* WORK TO COMPLETE:
**1.** Name every person the article on the Atlantic marine monument case identifies by name.
**2.** Reproduce the passage of the marine monument article starting at "The group sued" and ending at "to establish it.".

* SOURCE EXTRACT:
PORTLAND, Maine (AP) — The Supreme Court on Monday rejected an appeal from a fishing group that challenged the creation of a large federally protected area in the Atlantic Ocean.
The group sued to try to get rid of the Northeast Canyons and Seamounts Marine National Monument, which became the first national ocean monument in the Atlantic when President Barack Obama created it in 2016. The area consists of 5,000 square miles off New England, and it is home to fragile deep-sea corals.
The fishermen sued in federal court saying the establishment of a protected zone where they have historically fished for lobsters and crabs could hurt their livelihoods. Federal district and appellate courts ruled that the monument was created appropriately by Obama, who used the Antiquities Act to establish it.
The high court denied a request to take a look at the case. Chief Justice John Roberts wrote that the creation of a national monument was “of no small consequence,” but the petitioners did not meet the criteria to bring it before the Supreme Court.
Roberts also wrote that the court has never considered how such a large monument can be justified under the Antiquities Act, which President Theodore Roosevelt created more than a century ago to preserve artifacts such as Native American ruins. Roberts wrote it’s possible the court could be presented a better opportunity to consider that issue in the future.
“The Northeast Canyons and Seamounts Marine National Monument at issue in this case demonstrates how far we have come from indigenous pottery,” Roberts wrote.
The fishing group is let down by the court’s decision, but also feels that Roberts’ statement is a signal for others to bring similar cases, and suggests the high court “will soon resurrect meaningful limits on the President’s monument-designation power.”

* RAW DATA:

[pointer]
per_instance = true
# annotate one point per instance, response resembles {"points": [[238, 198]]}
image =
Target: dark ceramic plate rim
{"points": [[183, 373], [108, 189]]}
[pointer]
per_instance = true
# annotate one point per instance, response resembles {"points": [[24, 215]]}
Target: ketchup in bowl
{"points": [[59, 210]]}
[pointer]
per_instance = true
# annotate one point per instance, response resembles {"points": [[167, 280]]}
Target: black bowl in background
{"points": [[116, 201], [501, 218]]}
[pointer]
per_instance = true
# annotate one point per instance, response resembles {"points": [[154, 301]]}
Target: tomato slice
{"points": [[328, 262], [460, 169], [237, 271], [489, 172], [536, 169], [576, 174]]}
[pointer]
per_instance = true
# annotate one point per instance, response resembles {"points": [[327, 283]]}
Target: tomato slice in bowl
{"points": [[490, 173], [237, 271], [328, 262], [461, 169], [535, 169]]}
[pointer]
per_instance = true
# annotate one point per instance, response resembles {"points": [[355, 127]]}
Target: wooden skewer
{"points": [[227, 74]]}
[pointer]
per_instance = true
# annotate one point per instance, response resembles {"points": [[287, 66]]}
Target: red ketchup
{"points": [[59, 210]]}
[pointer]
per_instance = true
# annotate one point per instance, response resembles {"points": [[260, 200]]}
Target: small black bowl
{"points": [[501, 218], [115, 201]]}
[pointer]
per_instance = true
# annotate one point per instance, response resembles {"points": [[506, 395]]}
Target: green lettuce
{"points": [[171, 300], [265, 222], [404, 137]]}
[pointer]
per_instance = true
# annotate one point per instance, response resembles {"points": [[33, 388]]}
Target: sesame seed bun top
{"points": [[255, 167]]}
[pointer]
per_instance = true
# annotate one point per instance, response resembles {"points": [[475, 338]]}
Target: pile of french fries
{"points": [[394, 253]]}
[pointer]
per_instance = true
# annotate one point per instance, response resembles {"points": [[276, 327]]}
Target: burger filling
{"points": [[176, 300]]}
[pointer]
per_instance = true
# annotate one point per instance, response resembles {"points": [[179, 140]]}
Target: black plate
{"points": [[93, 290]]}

* YOUR WRITTEN ANSWERS:
**1.** Barack Obama, John Roberts, Theodore Roosevelt

**2.**
The group sued to try to get rid of the Northeast Canyons and Seamounts Marine National Monument, which became the first national ocean monument in the Atlantic when President Barack Obama created it in 2016. The area consists of 5,000 square miles off New England, and it is home to fragile deep-sea corals.
The fishermen sued in federal court saying the establishment of a protected zone where they have historically fished for lobsters and crabs could hurt their livelihoods. Federal district and appellate courts ruled that the monument was created appropriately by Obama, who used the Antiquities Act to establish it.